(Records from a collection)
------------------------------------

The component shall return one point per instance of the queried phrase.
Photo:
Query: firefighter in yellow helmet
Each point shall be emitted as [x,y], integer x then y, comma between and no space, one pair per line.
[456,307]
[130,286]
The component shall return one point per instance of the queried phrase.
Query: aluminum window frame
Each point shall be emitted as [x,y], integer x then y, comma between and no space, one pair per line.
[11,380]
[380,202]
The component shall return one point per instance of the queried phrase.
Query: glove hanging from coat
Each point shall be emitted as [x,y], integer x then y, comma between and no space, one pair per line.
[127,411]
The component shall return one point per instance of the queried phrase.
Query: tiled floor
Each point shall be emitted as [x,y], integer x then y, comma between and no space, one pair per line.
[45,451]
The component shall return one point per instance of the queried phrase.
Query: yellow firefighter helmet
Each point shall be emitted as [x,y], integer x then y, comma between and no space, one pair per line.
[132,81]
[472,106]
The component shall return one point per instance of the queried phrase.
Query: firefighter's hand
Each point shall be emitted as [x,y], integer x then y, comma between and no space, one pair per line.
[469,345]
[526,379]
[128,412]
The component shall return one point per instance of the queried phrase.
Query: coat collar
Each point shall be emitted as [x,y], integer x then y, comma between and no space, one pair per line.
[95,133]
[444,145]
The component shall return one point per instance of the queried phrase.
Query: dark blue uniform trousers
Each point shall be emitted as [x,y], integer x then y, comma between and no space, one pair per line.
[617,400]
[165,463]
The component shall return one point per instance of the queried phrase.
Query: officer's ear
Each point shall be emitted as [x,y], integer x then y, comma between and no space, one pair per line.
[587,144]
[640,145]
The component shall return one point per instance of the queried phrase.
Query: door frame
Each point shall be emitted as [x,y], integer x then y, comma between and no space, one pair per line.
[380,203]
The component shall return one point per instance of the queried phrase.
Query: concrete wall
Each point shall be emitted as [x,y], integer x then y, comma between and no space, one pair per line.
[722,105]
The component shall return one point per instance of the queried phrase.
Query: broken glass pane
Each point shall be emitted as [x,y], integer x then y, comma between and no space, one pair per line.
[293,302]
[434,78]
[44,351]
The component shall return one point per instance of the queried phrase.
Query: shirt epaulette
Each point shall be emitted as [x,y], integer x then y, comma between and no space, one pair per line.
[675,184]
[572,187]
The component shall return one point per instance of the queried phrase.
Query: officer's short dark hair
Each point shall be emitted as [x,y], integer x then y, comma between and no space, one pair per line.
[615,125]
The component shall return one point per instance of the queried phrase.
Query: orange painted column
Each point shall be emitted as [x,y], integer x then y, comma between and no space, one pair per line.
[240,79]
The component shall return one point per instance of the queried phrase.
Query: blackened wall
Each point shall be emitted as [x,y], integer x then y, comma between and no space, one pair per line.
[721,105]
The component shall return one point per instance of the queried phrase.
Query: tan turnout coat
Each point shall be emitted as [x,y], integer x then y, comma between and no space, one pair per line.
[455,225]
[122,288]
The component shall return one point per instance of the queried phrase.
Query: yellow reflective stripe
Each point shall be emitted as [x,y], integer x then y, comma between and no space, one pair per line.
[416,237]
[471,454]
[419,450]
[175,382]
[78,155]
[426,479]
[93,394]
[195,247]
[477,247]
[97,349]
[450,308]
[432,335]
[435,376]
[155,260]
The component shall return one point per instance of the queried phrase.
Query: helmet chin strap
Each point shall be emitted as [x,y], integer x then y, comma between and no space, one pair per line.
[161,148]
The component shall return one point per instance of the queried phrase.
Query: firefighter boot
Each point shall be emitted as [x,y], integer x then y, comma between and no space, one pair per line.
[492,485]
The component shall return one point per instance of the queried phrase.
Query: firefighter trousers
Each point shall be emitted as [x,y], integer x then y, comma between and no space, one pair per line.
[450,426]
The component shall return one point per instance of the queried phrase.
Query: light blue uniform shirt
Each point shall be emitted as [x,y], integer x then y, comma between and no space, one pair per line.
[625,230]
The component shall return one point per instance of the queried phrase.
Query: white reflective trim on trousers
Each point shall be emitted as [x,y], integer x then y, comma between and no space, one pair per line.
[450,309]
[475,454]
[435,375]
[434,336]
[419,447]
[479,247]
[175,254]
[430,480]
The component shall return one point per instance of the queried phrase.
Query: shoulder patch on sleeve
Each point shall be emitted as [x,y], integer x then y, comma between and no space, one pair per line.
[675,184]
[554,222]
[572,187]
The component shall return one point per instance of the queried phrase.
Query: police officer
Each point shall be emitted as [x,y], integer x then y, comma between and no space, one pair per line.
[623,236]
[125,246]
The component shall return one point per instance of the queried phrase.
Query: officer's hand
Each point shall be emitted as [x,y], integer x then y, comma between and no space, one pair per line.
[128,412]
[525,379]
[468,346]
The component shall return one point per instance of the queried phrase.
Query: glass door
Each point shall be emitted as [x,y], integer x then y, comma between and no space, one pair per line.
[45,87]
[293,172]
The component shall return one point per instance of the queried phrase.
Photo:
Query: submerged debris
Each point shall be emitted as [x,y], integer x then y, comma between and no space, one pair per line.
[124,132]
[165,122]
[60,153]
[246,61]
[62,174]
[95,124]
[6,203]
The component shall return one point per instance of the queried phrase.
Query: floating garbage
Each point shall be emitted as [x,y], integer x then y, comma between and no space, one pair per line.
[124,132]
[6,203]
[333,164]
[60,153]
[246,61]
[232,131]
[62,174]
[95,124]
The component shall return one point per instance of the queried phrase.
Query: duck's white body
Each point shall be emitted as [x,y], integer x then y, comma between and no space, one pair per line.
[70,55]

------------------------------------

Every record above needs to be repeated word for word.

> The solution
The component shall return one point per instance of the queried phrase.
Photo:
Query: firefighter in yellow helmet
Each point shall be emitted as [x,y], integer x then y, comma between and no space, one pair per line.
[456,307]
[130,286]
The component shall return one point per instance of the queried phrase.
Query: aluminum window frame
Each point shall be emitted as [x,y], integer x then y, comma between and no space, one pair per line.
[11,380]
[380,202]
The component shall return one point per instance of the queried phrase.
Query: glove hanging from coat
Each point shall be emitted as [x,y], integer x then y, comma between and no space, one pair per line.
[127,411]
The component shall return one point per instance of the queried phrase.
Query: tiled floor
Each point shall be emitted as [x,y], integer x then y, comma between and no space, one pair per line.
[45,451]
The component shall return one point per instance of the queried phrase.
Query: yellow firefighter helmet
Each point shall be emitted as [x,y], integer x then y, comma between and no space, one pair per line.
[132,81]
[472,106]
The component shall return one point per instance of the queried phrase.
Query: firefighter's hand
Each point shall be emitted as [x,y], integer x then y, comma between and no space, one pair per line.
[469,345]
[526,379]
[128,412]
The component shall return one point per instance of the queried phrase.
Query: coat collar
Each point shall be emitted as [x,y], integer x then y, comma between and no space, one pair per line.
[95,133]
[444,145]
The component shall return one point per instance of the queried phrase.
Query: dark blue uniform trousers
Each point shall be emitted as [x,y], integer x then y, comma between and no space, one pair per line.
[617,400]
[165,463]
The component shall return one point per instance of the queried phrase.
Query: officer's ear
Each point shall be emitted as [x,y], integer x then y, comma between and no space, one pair per line.
[587,144]
[640,145]
The component shall return one point per instance of the queried phrase.
Query: door frame
Each point shall be emitted as [x,y], integer x then y, comma between and no space, one pair per line.
[380,203]
The component shall return one point per instance of the queried phrase.
Query: concrete wall
Each point shall be emitted as [x,y], integer x then y, comma between and no space, one pair per line.
[722,105]
The component shall return one point per instance of the queried phrase.
Query: broken glass pane
Each point shall be emitted as [x,y], integer x then y, comma between and no space, one pair per line.
[293,302]
[434,78]
[44,351]
The component shall return one point per instance of the queried phrase.
Query: shirt epaulette
Each point shall be emitted as [x,y], integer x then y, comma between and no space, one pair per line.
[675,184]
[572,187]
The component shall return one point per instance of the queried phrase.
Query: officer's short dark hair
Each point shall be emitted as [x,y], integer x then y, comma between and no space, one pair per line.
[615,125]
The component shall return one point per instance of the queried phrase.
Query: orange painted column
Each point shall be emitted as [x,y], integer x then y, comma between and no space, one pair per line.
[240,79]
The component shall return one point per instance of the queried phrase.
Query: blackened wall
Each point shall be emitted as [x,y], integer x then y, comma between and no space, one pair per line.
[721,105]
The component shall return one point per instance of the queried phrase.
Query: tan turnout coat
Each point shall be emitted as [x,y], integer x then y, comma between and no space, one pair per line.
[455,225]
[122,288]
The component shall return one point per instance of the queried phrase.
Query: yellow reflective stripe
Each point shall be emitted as [x,y], integer x then y, comma between and no space, one pair per line.
[416,237]
[471,454]
[419,450]
[175,382]
[78,155]
[426,479]
[93,394]
[195,247]
[477,247]
[97,349]
[450,308]
[432,335]
[435,376]
[155,260]
The component shall return one point per instance of the queried phrase.
Query: helmet chin strap
Each point shall be emitted as [x,y], integer x then y, comma between and no space, one pair per line.
[161,148]
The component shall return one point per instance of the queried phrase.
Query: firefighter boot
Each point shall be emitted as [x,y], integer x then y, comma between and no space, one pair per line.
[492,485]
The component shall return one point per instance of the queried phrase.
Query: firefighter trousers
Each point shall be emitted as [x,y], integer x then y, comma between and no space, one pair per line.
[450,426]
The component shall return one point per instance of the queried phrase.
Query: light blue uniform shirt
Each point shall be emitted as [x,y], integer x then y, comma between and no space, one pair per line.
[625,230]
The component shall return one point per instance of the queried phrase.
Query: white reflective trim on trousers
Each point shall be emitted as [x,y], integer x then y, comma between and no space, one pair per line.
[450,309]
[475,454]
[435,375]
[434,336]
[419,447]
[479,247]
[175,254]
[430,480]
The component shall return one point per instance of the queried phrase.
Query: shoulder patch on sleeve
Each point shall be emitted as [x,y], integer x then y, comma between and no space, one pair per line.
[675,184]
[554,222]
[572,187]
The component shall return one point per instance of the queried phrase.
Query: police officer
Each point shall be emitted as [x,y], integer x then y, comma between and no space, one pair per line.
[623,236]
[125,246]
The component shall return one point per instance of the queried phrase.
Query: officer's hand
Each point shall be emitted as [x,y], integer x then y, comma between and no space, one pair per line.
[128,412]
[525,379]
[468,346]
The component shall return one point per instance of the queried phrase.
Query: glass door
Each point shall be emitted as [x,y], integer x then y, comma between and no space, one pair per line.
[45,87]
[293,172]
The component shall return one point per instance of the queried phrase.
Photo:
Query: submerged debris
Each point shall be emitted as [x,y], integer x then y, comma between and no space, one pair per line.
[124,132]
[165,122]
[60,153]
[246,61]
[62,174]
[95,124]
[6,203]
The component shall return one point per instance of the queried phrase.
Query: floating garbage
Each point shall be emitted as [x,y], integer x then y, comma between and no space, one pair per line.
[124,132]
[6,203]
[333,164]
[60,153]
[246,61]
[232,131]
[62,174]
[95,124]
The component shall return one point per instance of the queried phrase.
Query: duck's white body
Each point shall be emitted as [x,y], integer x then y, comma between and no space, one pair per line.
[70,55]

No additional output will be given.